**Point-based annotation data:**
┏━━
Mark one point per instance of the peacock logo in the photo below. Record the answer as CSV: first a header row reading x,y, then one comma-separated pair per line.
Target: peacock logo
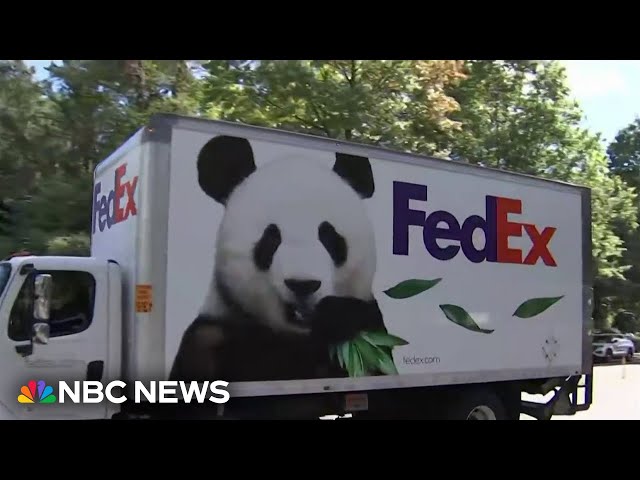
x,y
44,393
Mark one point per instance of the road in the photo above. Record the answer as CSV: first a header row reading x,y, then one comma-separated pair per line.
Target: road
x,y
616,393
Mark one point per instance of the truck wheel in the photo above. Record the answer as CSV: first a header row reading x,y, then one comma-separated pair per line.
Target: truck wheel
x,y
480,403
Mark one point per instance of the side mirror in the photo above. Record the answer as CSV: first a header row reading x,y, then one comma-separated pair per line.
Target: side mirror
x,y
42,308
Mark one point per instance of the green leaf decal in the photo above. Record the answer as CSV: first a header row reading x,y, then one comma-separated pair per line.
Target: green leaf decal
x,y
535,306
460,316
383,339
411,288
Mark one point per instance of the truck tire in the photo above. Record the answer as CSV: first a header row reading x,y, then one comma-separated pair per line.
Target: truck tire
x,y
476,403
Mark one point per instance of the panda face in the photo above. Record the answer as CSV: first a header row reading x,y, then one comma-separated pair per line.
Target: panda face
x,y
293,232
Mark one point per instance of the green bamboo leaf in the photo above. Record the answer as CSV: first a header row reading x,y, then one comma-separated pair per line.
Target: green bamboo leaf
x,y
343,355
410,288
386,365
383,339
355,361
535,306
368,353
461,317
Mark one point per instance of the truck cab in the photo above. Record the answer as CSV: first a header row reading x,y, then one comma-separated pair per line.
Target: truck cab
x,y
60,319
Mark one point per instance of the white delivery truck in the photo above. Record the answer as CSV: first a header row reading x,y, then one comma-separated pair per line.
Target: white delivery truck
x,y
315,276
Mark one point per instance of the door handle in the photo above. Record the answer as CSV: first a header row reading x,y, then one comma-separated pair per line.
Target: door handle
x,y
25,350
94,370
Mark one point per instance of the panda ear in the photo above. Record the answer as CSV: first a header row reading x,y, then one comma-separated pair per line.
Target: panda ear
x,y
223,163
356,171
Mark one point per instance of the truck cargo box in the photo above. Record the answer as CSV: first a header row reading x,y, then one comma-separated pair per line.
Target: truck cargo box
x,y
249,254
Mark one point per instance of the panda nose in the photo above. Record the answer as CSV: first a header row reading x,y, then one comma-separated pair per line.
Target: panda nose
x,y
302,288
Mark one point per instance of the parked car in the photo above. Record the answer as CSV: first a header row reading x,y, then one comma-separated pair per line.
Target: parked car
x,y
608,346
635,338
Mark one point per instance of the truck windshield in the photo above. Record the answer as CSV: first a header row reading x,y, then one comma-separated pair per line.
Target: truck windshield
x,y
5,273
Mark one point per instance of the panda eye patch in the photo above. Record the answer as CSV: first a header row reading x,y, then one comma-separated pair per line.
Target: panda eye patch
x,y
335,243
266,247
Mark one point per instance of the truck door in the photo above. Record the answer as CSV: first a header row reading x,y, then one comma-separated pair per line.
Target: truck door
x,y
78,340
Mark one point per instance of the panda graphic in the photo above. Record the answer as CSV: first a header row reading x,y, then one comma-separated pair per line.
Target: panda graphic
x,y
294,265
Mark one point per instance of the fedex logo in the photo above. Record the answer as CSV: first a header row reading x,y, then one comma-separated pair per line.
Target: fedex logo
x,y
496,226
116,205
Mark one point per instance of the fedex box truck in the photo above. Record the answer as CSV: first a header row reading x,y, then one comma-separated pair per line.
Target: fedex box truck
x,y
244,272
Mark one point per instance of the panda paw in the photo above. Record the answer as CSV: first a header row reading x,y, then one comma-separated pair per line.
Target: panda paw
x,y
338,319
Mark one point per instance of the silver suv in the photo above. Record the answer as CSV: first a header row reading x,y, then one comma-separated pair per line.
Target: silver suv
x,y
608,346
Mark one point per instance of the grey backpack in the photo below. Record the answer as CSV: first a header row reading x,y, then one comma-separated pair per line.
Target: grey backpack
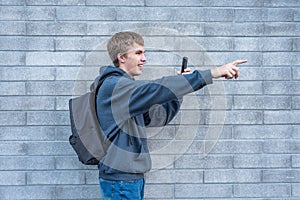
┗━━
**GOAL:**
Rewrite only the entries from the line containing "Mark one point per instance of the panda eye" through the end of the entries, replacing "fedex" with "FedEx" and leaving everything else unchanged. Omit the pictures from your answer.

**EXERCISE ANSWER:**
Mark one point per instance of the panda eye patch in the photo above. Record the answer as CSV: first a header row reading x,y, then one comma-separated pair per line.
Target: panda eye patch
x,y
335,243
266,247
Mark one point per instance of the truck door in the photo above. Record the answer as CSV: first a header row reading x,y, then one comma-separated pair per line.
Target: truck door
x,y
78,340
Mark one point per instance of the panda graphic in the photo above. Record the answer as CSV: first a header row reading x,y, then one comma-separated pair per line.
Target: panda graphic
x,y
294,265
Mark one point per instance of the FedEx logo in the photo above. Record the answer as CSV: first a header row reading x,y, then one comma-separated pair per line.
Target: FedEx logo
x,y
496,226
116,205
Mark one point per instance of the FedEx box truck in the photo above. Record the answer as CSV: first a header row reading x,y, then one comma-separated pair per line.
Target: FedEx box truck
x,y
244,272
Mark one point per instance of the panda paw in the photo above. Record the answer as CSV: first a header row reading x,y, then one comma-separated pair per line.
Target: panda paw
x,y
338,319
Mark one point per instance of the silver suv in the photo above. Record the answer as CSV: first a header row reading x,y, then one comma-separated pair per line.
Target: silver suv
x,y
608,346
Mark one point per instance of the grey backpack in the photo below. Record the answer as CSV: first a header row reading x,y, then one comma-separated pair per line.
Target: grey backpack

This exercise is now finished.